What to do:
Repeat all the lines of the data below, including the request, and decrease every coordinate in the answers by 111.

Excerpts from a pointing dataset

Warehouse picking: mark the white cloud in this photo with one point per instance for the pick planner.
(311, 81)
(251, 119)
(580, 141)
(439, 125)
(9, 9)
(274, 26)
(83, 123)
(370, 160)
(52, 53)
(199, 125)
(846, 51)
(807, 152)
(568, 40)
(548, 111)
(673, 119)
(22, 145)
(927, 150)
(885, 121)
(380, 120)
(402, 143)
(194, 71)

Written solution:
Warehouse picking: mark the white cloud in this photo with one point per instance for the pick planner.
(200, -30)
(140, 8)
(469, 30)
(328, 14)
(-102, -102)
(163, -85)
(-28, 12)
(259, 49)
(-59, -58)
(88, 14)
(735, -60)
(696, 41)
(457, -71)
(437, 0)
(562, 8)
(-89, 34)
(816, 39)
(774, 10)
(269, 9)
(291, 32)
(83, -40)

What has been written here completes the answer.